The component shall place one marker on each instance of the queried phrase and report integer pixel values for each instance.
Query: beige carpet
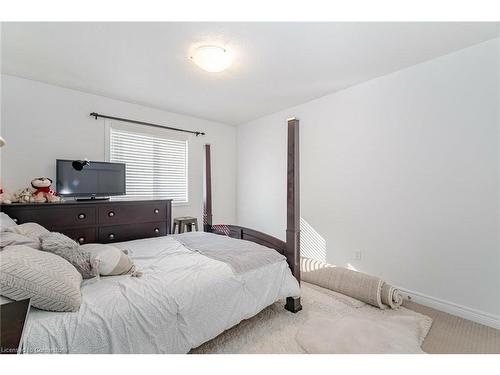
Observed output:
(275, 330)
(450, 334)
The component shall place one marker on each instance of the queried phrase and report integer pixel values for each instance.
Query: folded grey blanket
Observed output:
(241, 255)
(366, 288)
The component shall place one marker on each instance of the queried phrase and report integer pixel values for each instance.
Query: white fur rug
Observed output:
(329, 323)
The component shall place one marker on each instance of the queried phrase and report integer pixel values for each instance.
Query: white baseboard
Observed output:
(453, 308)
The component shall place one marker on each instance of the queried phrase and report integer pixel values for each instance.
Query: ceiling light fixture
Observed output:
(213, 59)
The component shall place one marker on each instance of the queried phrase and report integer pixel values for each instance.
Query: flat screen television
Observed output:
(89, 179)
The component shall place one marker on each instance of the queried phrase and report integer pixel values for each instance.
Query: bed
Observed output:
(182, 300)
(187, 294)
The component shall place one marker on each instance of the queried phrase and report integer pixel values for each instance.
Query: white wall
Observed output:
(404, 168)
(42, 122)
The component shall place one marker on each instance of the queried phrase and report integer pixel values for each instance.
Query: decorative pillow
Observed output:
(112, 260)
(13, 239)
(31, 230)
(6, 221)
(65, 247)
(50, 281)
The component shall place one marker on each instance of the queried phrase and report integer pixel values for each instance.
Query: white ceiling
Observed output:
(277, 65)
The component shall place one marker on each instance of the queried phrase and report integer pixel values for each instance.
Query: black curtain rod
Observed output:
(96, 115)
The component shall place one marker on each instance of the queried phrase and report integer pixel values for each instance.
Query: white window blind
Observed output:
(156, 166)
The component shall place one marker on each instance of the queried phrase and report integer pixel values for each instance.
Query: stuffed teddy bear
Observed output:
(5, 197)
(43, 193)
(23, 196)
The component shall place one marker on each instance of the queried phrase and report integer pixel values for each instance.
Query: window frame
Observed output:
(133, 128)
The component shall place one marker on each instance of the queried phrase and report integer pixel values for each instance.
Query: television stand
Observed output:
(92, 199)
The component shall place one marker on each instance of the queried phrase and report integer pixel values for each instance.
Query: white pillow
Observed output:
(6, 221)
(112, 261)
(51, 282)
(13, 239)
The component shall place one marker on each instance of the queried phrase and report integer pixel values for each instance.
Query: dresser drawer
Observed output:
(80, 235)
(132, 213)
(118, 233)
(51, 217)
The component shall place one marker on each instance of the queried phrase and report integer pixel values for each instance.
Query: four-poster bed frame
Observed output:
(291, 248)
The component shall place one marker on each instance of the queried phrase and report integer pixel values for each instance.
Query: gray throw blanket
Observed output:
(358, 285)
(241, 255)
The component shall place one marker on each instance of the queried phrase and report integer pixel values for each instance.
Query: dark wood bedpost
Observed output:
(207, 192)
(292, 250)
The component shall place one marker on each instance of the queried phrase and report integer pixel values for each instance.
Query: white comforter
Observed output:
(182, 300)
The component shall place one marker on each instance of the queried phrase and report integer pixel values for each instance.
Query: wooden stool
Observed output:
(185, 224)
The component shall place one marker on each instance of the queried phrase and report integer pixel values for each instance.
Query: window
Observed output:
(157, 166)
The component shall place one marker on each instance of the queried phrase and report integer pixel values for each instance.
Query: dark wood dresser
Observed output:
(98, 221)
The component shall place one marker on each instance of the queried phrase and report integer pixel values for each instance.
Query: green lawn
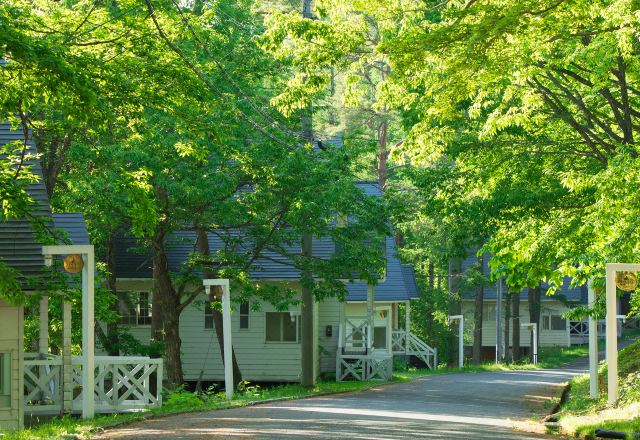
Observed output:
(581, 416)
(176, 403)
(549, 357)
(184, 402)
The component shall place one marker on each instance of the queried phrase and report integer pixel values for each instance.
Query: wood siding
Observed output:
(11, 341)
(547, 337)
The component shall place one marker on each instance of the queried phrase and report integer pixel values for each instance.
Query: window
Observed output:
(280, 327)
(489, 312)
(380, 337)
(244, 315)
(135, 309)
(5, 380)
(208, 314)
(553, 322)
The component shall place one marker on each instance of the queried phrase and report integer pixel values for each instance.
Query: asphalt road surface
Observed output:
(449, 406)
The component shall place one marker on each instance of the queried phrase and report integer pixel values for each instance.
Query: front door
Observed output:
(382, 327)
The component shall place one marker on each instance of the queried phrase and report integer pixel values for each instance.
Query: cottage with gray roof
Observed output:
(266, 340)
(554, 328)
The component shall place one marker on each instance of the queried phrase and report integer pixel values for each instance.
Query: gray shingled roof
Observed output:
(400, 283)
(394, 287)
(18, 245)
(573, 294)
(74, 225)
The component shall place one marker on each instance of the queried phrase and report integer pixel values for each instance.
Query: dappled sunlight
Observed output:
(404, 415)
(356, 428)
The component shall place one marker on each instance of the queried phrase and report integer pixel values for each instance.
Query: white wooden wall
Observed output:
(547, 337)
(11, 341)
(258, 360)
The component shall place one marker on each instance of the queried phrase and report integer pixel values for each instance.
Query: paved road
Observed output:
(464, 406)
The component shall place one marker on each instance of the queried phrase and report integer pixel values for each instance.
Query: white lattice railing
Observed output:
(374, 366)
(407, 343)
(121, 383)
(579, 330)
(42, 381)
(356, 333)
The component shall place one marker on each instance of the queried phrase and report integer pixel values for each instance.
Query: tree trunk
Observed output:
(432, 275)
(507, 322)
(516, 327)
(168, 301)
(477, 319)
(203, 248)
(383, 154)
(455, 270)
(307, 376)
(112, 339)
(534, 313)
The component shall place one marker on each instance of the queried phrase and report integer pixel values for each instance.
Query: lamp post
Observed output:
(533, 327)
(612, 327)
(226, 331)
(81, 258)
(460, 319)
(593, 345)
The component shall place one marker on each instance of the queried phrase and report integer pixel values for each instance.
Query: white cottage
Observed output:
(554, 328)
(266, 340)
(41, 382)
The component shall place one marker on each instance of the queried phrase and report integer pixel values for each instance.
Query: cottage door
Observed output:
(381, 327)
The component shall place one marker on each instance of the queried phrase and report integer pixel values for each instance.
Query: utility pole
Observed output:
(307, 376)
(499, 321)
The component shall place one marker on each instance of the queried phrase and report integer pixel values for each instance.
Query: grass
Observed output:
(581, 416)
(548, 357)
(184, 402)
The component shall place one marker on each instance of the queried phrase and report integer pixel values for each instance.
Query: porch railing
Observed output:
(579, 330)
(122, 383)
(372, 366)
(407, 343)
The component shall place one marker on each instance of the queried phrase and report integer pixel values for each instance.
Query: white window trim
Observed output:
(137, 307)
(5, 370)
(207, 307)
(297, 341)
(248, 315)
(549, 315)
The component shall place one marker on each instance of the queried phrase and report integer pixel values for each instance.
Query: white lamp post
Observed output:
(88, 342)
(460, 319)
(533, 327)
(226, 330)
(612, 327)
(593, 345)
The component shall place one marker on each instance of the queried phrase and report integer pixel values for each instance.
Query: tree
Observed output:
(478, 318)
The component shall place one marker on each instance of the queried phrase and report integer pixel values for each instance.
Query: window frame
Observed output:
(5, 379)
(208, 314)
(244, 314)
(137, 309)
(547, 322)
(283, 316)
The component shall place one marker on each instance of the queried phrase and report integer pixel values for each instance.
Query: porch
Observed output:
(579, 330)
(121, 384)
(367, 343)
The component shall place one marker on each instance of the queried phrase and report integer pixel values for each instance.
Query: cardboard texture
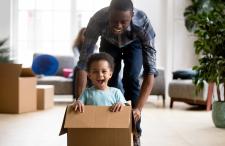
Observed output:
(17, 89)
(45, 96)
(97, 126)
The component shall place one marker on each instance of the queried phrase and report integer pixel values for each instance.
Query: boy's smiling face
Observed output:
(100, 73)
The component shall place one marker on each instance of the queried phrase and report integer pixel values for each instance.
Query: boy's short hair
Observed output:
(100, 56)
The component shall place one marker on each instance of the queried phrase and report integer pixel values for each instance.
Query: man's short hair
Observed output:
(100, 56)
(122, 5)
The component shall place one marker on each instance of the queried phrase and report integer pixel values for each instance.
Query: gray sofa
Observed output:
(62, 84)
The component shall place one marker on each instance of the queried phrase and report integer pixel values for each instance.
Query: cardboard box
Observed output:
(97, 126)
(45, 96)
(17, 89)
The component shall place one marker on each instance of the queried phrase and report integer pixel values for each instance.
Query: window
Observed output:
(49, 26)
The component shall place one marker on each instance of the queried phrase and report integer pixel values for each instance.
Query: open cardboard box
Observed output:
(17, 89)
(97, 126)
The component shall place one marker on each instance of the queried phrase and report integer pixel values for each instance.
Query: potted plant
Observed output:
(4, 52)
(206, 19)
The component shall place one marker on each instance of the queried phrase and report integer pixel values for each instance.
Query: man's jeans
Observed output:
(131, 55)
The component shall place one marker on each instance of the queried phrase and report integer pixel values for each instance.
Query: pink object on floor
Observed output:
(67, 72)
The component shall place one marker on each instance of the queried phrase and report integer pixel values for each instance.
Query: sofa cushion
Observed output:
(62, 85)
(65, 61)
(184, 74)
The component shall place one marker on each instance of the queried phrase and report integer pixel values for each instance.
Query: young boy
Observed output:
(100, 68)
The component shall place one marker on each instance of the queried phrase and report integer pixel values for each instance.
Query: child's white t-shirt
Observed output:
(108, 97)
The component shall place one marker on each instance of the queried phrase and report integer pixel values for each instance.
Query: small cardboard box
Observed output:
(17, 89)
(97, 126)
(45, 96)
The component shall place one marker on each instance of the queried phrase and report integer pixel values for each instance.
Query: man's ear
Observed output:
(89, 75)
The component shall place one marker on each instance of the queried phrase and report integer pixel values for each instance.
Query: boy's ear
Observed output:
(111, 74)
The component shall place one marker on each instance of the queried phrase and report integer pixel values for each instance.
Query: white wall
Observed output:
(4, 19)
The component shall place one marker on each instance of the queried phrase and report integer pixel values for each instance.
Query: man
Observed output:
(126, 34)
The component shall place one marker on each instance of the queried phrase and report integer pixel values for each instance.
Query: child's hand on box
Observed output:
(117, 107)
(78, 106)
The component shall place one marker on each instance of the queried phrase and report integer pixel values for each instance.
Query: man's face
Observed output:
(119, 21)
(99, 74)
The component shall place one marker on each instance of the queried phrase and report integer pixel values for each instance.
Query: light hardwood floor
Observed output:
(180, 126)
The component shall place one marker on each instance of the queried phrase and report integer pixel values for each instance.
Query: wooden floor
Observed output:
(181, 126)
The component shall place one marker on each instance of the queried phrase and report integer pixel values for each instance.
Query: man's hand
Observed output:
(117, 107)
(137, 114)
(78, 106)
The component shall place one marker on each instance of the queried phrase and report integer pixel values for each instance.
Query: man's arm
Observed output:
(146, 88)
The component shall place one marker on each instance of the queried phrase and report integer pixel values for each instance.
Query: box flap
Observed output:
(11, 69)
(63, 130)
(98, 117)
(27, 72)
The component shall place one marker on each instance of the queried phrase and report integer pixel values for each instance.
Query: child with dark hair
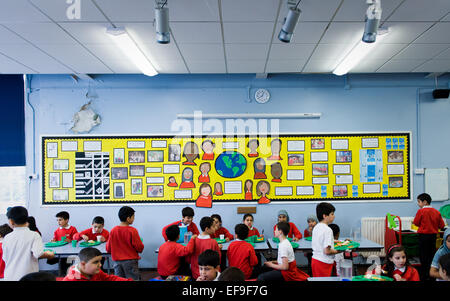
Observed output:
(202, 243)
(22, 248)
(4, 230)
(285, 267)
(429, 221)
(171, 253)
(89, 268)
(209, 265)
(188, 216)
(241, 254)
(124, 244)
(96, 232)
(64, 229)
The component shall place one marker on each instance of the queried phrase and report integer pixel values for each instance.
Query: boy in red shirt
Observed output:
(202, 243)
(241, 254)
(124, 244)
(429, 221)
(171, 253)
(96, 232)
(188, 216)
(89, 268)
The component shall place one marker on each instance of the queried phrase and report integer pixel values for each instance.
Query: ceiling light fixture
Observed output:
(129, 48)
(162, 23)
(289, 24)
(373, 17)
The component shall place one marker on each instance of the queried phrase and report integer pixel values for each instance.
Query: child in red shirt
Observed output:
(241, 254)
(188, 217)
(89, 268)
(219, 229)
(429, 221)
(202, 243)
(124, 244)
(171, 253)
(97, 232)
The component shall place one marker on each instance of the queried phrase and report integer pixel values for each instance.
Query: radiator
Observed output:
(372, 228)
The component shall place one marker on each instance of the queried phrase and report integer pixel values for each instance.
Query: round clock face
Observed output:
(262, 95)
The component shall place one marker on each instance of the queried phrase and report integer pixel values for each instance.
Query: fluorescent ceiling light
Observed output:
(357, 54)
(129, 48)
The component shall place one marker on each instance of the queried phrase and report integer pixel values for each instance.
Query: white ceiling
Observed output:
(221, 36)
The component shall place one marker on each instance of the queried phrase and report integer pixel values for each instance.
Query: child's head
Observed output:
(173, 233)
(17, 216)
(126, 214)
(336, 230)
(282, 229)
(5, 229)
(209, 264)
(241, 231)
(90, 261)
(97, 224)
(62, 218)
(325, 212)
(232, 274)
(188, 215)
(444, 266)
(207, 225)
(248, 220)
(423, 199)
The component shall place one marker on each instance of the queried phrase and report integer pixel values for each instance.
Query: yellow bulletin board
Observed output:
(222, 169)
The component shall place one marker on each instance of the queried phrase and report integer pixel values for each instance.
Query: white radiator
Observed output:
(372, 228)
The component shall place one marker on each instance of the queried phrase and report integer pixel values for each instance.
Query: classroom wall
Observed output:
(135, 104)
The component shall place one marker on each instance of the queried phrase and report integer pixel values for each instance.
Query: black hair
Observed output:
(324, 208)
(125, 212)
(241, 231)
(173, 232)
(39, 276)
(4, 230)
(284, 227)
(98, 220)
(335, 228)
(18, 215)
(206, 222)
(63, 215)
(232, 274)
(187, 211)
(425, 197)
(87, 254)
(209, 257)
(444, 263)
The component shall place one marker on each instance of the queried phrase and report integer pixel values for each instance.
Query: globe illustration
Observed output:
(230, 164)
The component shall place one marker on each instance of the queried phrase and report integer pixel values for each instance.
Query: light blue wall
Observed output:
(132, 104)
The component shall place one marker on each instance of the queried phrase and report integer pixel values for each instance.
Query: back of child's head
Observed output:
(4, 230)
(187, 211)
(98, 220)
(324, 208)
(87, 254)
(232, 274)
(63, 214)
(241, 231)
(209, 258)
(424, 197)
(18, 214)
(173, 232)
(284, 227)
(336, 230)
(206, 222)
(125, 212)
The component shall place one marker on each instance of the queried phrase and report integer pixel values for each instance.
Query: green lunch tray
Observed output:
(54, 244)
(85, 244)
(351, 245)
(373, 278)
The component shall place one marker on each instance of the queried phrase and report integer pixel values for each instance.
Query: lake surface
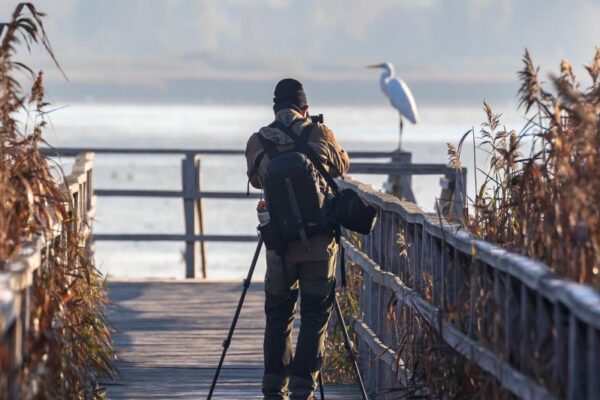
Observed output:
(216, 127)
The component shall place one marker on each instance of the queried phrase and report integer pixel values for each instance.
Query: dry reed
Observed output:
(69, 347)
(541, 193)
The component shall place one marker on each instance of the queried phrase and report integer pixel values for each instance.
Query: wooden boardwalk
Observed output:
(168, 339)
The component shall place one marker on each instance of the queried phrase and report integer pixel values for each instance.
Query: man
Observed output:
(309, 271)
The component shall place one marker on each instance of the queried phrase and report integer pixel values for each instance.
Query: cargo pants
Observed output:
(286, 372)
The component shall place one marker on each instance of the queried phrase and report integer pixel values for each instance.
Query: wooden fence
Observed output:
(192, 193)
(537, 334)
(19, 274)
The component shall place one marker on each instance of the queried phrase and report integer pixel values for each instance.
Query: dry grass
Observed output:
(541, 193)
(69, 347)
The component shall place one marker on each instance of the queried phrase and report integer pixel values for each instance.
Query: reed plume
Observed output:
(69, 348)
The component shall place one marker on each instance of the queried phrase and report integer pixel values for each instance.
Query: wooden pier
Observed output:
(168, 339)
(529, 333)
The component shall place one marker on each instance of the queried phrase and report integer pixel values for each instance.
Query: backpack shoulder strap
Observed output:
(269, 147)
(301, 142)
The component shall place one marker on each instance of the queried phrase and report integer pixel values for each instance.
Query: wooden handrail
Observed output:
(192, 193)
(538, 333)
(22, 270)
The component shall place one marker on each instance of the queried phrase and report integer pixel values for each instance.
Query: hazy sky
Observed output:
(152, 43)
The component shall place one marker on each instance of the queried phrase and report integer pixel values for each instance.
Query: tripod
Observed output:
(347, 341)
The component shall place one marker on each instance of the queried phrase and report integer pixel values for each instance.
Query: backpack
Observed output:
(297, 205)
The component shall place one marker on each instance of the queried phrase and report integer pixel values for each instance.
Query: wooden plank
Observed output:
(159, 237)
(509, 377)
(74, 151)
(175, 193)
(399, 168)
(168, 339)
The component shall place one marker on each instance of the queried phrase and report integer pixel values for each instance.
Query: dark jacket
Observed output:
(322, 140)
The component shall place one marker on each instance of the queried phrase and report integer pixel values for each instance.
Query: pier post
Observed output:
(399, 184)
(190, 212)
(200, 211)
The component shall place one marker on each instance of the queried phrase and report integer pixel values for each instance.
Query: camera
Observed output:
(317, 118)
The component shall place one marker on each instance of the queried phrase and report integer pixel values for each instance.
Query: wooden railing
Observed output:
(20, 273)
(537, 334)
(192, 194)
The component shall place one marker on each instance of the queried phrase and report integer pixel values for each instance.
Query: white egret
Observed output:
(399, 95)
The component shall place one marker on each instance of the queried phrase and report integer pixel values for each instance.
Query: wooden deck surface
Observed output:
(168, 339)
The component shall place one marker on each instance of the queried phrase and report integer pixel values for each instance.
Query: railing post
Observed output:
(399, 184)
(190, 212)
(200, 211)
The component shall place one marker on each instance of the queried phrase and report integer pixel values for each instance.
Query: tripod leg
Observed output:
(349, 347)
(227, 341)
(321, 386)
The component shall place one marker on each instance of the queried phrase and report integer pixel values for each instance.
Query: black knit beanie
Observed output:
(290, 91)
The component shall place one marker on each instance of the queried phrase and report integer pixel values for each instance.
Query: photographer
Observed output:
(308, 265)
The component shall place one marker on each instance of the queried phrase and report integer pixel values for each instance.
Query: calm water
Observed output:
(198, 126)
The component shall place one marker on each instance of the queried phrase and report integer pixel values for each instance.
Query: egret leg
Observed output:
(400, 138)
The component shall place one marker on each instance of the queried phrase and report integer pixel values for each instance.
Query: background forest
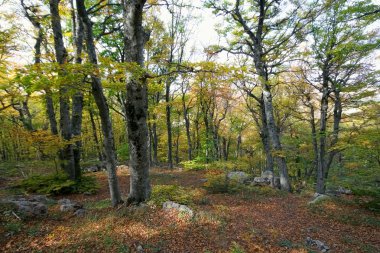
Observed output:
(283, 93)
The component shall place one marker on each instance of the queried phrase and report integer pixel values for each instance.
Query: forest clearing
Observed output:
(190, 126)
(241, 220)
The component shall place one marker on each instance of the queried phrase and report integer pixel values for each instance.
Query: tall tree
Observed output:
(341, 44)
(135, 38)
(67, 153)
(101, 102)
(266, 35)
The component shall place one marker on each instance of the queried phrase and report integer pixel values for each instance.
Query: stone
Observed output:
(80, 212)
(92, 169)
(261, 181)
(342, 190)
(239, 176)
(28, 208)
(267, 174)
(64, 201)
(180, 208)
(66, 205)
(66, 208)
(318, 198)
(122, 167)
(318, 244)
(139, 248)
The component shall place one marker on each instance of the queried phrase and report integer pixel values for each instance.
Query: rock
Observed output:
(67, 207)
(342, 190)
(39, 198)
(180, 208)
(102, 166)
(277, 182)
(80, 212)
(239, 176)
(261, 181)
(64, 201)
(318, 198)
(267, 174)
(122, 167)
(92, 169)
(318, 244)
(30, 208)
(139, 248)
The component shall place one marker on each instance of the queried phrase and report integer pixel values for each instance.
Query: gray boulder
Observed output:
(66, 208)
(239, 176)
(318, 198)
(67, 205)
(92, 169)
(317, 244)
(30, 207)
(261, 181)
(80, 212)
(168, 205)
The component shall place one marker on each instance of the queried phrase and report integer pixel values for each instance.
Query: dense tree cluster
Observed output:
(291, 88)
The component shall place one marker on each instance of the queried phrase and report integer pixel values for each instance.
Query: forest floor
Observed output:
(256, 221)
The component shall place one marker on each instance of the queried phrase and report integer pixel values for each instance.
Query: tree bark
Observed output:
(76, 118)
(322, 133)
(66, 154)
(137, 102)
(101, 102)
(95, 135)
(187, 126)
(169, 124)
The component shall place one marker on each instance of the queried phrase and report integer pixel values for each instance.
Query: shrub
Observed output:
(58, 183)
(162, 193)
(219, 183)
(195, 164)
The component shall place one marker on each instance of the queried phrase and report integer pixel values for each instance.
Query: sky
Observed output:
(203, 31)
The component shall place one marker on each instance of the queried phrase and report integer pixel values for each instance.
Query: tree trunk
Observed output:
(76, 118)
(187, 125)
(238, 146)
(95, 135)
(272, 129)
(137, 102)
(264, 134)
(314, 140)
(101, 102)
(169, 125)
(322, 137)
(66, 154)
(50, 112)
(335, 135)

How to complete this task: Scan the entries above for the string "green", and copy every line where it turns up.

Written solution:
Query: green lawn
Query: green lunch tray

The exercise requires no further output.